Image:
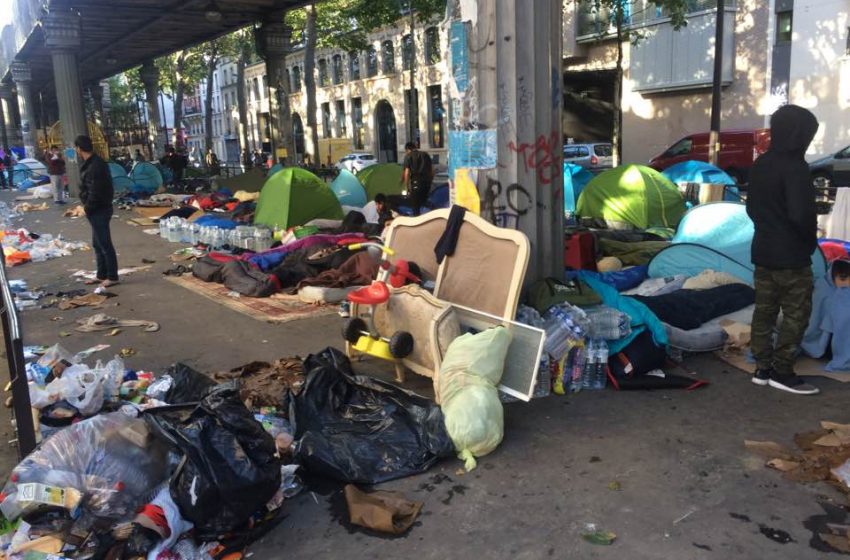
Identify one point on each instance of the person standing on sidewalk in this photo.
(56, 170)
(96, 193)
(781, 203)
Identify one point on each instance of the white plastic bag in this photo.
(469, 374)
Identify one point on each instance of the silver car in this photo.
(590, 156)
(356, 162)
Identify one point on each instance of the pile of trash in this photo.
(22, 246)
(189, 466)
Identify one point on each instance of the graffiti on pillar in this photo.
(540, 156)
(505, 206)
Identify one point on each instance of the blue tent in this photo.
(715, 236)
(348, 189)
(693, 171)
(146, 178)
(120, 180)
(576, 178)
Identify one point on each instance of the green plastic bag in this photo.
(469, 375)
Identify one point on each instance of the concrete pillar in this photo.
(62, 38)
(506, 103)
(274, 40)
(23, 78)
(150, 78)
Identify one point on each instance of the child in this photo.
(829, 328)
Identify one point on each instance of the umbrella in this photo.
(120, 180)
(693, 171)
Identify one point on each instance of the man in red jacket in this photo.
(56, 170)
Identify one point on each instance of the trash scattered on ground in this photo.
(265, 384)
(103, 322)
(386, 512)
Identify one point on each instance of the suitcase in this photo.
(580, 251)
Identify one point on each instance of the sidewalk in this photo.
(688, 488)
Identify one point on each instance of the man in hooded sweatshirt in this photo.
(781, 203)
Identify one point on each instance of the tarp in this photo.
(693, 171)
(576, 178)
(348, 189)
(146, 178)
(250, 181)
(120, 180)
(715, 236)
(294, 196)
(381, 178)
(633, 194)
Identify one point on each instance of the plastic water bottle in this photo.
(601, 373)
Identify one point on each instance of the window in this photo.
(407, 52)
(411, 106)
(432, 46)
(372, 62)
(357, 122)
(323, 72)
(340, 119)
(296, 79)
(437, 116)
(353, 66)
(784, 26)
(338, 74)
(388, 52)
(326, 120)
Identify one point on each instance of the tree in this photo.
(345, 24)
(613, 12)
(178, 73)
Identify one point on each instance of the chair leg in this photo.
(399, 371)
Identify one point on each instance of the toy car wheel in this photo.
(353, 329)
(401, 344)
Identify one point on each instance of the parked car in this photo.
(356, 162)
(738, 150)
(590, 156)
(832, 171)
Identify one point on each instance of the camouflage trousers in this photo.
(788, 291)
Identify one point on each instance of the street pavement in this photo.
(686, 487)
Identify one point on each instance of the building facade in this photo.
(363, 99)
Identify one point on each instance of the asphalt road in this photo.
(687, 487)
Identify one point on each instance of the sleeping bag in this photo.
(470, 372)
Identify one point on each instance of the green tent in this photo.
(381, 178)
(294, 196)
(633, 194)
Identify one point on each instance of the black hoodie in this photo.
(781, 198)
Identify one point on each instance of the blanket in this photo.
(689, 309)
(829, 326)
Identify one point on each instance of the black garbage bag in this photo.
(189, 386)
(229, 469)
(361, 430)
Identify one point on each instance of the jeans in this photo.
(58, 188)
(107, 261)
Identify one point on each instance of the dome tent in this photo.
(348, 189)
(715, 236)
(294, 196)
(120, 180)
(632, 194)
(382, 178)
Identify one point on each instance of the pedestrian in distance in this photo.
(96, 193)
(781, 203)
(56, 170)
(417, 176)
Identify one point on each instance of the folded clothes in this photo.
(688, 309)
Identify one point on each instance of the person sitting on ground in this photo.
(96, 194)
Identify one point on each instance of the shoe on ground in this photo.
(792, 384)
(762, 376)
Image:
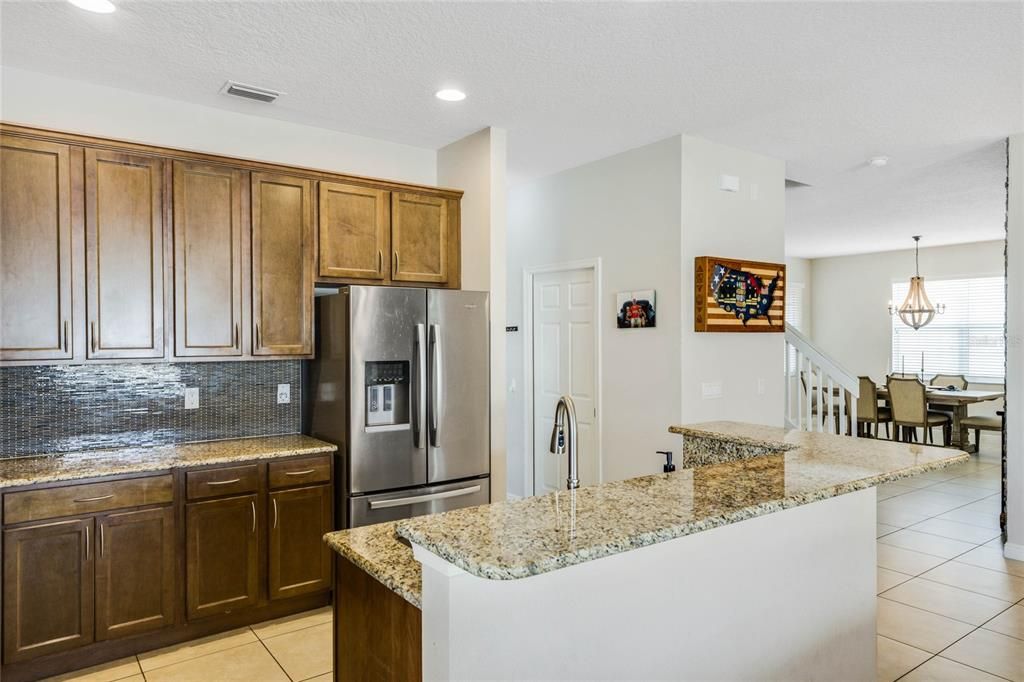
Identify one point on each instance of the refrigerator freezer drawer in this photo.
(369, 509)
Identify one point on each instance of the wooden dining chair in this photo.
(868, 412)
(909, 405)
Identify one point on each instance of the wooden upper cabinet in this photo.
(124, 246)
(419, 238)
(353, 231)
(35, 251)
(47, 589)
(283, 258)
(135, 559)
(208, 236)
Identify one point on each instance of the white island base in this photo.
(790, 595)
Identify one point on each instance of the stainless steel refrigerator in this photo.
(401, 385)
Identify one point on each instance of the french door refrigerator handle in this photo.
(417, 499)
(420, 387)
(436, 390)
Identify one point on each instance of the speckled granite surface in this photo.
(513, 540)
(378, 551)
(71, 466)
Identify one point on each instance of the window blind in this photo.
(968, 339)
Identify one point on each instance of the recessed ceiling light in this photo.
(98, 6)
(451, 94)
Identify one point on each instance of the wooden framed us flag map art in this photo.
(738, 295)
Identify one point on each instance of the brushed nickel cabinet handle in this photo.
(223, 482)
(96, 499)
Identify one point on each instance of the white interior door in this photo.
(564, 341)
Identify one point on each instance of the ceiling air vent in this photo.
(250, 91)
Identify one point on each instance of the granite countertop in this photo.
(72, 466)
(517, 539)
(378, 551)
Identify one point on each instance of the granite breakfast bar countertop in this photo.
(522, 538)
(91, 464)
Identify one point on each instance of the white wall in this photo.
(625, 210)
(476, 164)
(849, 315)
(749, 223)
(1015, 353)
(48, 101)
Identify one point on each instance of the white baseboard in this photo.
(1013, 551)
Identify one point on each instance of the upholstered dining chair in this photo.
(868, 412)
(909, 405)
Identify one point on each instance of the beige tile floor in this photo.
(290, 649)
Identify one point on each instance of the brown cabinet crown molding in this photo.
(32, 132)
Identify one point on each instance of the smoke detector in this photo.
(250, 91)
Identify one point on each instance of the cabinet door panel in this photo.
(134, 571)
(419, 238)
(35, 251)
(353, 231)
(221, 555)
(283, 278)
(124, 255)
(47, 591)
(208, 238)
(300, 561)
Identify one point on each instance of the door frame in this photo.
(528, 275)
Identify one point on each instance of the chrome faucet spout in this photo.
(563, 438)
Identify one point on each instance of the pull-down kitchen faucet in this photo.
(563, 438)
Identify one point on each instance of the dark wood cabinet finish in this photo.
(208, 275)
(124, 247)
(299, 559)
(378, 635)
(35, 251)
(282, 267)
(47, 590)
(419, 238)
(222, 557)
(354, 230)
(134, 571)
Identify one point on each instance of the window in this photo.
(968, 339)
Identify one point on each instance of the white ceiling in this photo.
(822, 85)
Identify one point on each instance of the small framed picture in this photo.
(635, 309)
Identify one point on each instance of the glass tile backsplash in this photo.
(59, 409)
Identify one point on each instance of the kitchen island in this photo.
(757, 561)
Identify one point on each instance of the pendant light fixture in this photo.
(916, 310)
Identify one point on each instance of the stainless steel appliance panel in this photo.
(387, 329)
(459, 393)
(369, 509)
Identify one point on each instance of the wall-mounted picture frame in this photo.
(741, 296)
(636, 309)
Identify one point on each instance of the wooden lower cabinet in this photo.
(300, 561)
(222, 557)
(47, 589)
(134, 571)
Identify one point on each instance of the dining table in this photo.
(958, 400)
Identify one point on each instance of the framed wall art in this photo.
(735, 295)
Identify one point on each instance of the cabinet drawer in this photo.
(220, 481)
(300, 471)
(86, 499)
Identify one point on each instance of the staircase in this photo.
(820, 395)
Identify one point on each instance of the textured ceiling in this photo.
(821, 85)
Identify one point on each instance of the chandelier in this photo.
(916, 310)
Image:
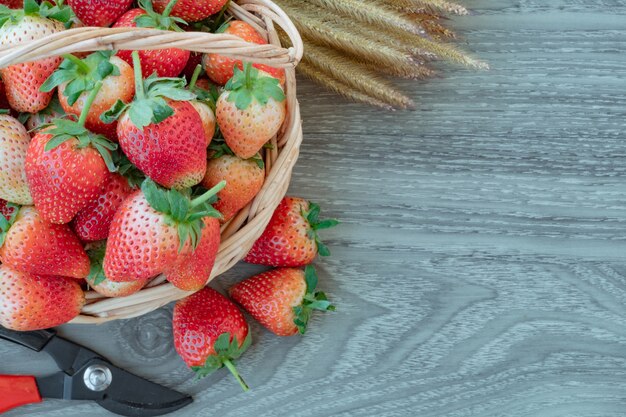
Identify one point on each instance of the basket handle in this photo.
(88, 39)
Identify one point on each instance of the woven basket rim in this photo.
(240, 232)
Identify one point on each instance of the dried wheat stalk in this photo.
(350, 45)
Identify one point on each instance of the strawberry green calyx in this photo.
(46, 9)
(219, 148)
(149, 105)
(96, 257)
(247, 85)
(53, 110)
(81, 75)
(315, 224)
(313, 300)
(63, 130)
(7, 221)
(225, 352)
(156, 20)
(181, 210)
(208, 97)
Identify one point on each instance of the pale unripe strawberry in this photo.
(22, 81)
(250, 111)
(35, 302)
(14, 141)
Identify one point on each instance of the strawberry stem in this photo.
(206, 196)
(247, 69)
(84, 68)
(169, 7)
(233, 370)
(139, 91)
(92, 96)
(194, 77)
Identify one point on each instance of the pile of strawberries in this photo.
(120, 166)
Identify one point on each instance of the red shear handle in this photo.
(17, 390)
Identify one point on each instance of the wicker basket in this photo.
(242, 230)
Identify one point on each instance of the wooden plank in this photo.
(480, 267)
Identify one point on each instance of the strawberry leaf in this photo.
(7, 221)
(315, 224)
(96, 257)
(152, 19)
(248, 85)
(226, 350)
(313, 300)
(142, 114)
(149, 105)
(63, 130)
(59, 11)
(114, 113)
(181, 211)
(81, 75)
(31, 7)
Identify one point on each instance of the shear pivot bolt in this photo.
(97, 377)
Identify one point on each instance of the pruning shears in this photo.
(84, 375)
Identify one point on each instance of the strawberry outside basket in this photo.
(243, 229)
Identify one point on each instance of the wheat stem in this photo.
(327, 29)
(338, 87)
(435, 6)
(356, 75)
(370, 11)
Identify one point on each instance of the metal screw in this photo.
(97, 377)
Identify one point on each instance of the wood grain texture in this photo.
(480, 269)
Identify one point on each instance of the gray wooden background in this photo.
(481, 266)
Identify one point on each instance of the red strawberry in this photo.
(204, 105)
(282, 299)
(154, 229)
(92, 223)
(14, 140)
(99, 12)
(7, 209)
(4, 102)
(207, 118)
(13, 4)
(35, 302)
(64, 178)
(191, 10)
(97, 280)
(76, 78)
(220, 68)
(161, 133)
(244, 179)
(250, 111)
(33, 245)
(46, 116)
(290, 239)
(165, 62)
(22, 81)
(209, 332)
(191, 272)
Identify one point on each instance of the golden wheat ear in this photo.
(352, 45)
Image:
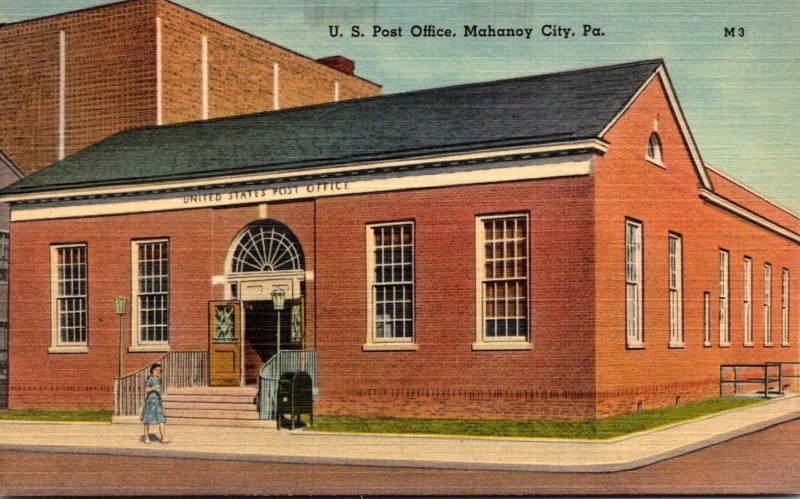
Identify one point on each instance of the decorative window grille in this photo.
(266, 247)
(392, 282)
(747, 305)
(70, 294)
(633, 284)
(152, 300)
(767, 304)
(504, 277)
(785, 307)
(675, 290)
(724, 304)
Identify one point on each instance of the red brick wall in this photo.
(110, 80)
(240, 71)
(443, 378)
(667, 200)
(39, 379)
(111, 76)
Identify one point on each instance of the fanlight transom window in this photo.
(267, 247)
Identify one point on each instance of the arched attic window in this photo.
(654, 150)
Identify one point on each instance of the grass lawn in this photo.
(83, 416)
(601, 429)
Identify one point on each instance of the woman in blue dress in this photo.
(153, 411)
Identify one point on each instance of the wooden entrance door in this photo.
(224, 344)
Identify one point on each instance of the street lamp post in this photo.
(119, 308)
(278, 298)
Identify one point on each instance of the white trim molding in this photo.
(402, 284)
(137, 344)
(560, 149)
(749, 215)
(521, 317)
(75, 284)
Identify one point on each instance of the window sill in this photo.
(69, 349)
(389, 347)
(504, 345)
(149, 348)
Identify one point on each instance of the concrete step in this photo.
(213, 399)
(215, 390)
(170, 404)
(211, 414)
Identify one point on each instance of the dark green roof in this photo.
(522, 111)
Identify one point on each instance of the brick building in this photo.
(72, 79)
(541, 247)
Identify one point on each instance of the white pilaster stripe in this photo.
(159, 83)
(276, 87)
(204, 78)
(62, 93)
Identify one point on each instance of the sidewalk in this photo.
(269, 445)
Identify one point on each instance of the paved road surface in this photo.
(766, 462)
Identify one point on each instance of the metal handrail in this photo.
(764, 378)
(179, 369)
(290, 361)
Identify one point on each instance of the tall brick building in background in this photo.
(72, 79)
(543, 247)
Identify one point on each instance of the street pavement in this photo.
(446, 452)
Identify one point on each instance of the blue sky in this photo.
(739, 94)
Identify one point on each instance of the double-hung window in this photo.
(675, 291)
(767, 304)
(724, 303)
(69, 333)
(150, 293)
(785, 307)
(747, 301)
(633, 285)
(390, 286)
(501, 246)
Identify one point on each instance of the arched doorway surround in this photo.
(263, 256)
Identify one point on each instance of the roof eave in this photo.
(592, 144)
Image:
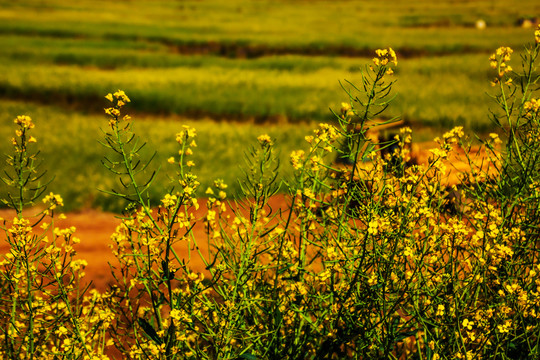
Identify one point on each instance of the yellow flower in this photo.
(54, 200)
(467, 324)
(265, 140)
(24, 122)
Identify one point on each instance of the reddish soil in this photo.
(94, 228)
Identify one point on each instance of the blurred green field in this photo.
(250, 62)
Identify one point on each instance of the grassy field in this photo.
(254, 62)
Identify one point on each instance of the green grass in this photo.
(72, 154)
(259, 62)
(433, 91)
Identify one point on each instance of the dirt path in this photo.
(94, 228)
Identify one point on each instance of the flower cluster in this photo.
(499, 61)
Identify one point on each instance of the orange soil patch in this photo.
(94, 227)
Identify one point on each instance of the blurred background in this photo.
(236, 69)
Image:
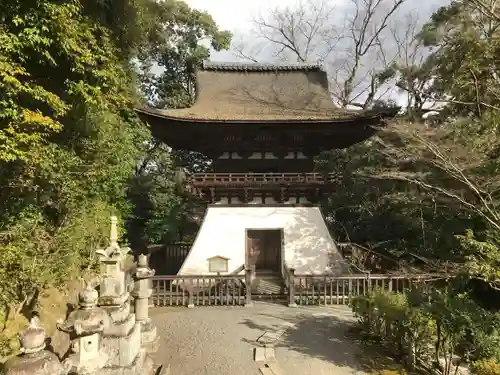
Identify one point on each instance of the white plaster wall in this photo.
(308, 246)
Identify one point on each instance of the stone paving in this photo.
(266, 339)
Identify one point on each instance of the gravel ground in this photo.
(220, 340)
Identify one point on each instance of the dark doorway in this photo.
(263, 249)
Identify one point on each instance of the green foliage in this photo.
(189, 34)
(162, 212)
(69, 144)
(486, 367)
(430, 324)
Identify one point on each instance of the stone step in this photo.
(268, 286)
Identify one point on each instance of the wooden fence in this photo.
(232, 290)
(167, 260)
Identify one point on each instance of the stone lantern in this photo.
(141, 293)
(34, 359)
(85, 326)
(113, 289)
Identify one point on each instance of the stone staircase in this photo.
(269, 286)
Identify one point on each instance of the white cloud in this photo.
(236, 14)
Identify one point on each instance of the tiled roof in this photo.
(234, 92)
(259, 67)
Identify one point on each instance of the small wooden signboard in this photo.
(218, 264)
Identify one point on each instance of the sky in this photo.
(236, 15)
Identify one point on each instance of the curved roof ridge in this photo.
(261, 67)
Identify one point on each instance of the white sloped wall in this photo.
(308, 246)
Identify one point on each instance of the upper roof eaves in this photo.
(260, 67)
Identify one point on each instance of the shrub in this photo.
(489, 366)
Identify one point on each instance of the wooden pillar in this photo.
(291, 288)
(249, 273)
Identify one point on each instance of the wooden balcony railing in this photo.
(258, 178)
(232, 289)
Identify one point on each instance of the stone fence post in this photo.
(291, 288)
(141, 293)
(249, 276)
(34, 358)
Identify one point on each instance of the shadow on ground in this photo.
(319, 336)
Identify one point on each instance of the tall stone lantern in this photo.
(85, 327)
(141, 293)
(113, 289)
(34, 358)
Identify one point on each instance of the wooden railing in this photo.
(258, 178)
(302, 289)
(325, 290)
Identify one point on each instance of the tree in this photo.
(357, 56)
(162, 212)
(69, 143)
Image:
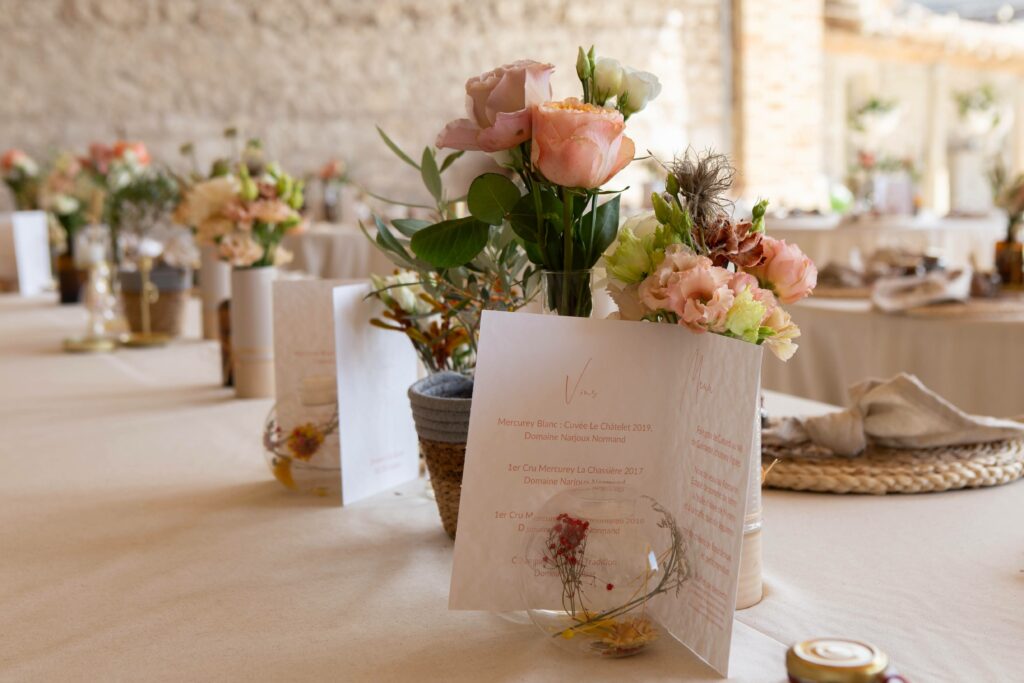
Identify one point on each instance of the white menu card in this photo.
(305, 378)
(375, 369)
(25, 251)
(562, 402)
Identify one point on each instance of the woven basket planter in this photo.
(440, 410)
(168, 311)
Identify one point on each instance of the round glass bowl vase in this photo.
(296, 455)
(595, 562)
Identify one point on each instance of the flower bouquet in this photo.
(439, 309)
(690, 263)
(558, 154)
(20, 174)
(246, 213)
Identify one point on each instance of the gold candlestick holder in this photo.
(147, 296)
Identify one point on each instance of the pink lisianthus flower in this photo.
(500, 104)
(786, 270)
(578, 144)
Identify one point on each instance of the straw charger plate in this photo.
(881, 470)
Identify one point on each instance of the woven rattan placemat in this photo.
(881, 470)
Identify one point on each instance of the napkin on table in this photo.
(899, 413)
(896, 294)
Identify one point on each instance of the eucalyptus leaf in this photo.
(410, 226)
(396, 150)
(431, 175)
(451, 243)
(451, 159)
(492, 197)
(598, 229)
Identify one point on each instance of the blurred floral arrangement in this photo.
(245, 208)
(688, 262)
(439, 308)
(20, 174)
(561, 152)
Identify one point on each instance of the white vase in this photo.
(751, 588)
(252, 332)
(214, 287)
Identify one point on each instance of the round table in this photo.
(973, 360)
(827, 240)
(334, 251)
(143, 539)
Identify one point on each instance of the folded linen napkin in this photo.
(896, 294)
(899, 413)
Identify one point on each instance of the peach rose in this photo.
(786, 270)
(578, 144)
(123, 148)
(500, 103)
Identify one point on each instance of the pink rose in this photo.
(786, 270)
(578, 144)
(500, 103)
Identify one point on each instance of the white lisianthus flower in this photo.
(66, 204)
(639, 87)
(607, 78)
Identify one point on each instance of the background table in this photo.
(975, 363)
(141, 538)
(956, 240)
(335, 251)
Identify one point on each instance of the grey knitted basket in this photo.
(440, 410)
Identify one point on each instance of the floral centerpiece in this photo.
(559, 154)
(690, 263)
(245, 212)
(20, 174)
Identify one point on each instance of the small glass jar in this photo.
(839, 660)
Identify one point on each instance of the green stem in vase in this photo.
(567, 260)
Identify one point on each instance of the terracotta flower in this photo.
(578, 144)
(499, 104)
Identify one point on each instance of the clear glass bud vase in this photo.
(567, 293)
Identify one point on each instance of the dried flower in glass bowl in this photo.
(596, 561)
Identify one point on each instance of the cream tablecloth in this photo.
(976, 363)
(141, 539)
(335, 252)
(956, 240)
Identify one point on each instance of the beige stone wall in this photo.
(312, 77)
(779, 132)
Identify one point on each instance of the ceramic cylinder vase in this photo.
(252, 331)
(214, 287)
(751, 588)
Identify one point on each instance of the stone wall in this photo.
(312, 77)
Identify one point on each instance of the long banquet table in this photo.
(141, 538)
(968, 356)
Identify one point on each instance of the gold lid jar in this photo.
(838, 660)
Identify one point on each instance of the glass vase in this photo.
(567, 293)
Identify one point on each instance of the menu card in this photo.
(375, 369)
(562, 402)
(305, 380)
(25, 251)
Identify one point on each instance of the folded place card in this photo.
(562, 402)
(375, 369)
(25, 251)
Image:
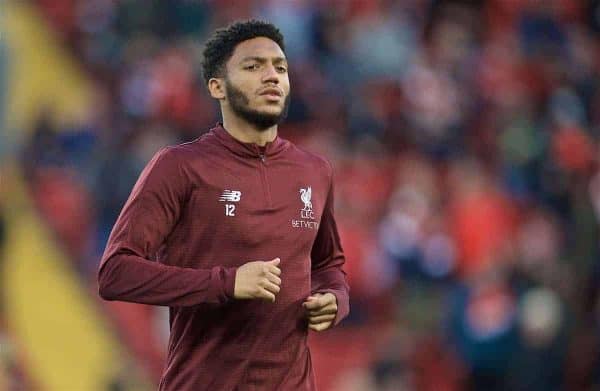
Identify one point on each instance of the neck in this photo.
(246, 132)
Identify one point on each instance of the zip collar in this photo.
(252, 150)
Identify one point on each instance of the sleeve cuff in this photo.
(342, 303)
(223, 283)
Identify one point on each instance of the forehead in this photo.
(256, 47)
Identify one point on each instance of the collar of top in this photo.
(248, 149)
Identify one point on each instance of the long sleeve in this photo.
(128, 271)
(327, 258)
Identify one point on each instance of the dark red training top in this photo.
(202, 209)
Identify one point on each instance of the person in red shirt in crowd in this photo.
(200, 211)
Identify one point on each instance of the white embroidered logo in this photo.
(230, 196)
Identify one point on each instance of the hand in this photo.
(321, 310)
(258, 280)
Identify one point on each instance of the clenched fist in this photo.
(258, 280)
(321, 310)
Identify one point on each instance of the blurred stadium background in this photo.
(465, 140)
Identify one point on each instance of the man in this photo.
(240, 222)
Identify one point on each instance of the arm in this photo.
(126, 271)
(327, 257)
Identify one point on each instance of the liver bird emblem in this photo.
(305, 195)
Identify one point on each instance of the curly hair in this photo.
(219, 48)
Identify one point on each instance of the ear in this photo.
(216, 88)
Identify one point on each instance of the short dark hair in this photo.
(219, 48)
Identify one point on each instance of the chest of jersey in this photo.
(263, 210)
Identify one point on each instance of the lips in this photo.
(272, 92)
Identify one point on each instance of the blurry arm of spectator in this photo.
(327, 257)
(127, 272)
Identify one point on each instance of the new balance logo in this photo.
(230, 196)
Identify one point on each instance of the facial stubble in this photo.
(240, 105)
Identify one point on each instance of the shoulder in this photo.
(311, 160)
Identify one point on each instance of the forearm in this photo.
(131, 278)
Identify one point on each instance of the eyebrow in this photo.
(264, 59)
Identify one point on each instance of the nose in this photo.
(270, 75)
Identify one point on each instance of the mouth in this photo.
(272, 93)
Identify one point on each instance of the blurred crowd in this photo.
________
Reproduce exactly the lines from the one with "Identify one point on each instance of the person in" through the end of the entries above, both ends included.

FINAL ANSWER
Identify one point on each instance of the person in red shirt in crowd in this photo.
(200, 211)
Identify one point on each instance of the white embroidered logo in this photo.
(230, 196)
Identify one point on each instance of the hand in this photo.
(321, 310)
(258, 280)
Identify one point on each instance of the clenched fist in this photo.
(258, 280)
(321, 310)
Identify one point on each instance of the blurred stadium background in this photo.
(465, 140)
Identify one point on each instance of the man in this photo.
(240, 222)
Identify one point on each instance of the arm in this photo.
(126, 271)
(327, 257)
Identify one point on each instance of the liver bird emblem in this photo.
(305, 195)
Identify one point on each instance of the curly hair in this photo.
(219, 48)
Identify one point on each instance of the ear in this photo.
(216, 88)
Identify one point on each instance of the short dark hair in this photo.
(219, 48)
Identify one point on each instance of the chest of jersey in this photo.
(263, 210)
Identify one point on each instance of the lips in this photo.
(272, 92)
Identify one point on each instance of the blurry arm of spectator in this photo.
(327, 257)
(127, 272)
Identify one point on each instance of the new balance logo in this photo.
(230, 196)
Identify one point on each instance of the facial stubble in this photo.
(240, 105)
Identify one point on each instance of the shoulder in this photo.
(311, 160)
Identify one point on each instance of the forearm in this photo.
(131, 278)
Identify one point on each instance of the eyebrow in this photo.
(264, 59)
Identify one point on each instance of the nose in this photo.
(270, 75)
Identify one point on each instance of the mouth in this photo.
(272, 93)
Identify one point on each instance of the blurred crowd in this photo.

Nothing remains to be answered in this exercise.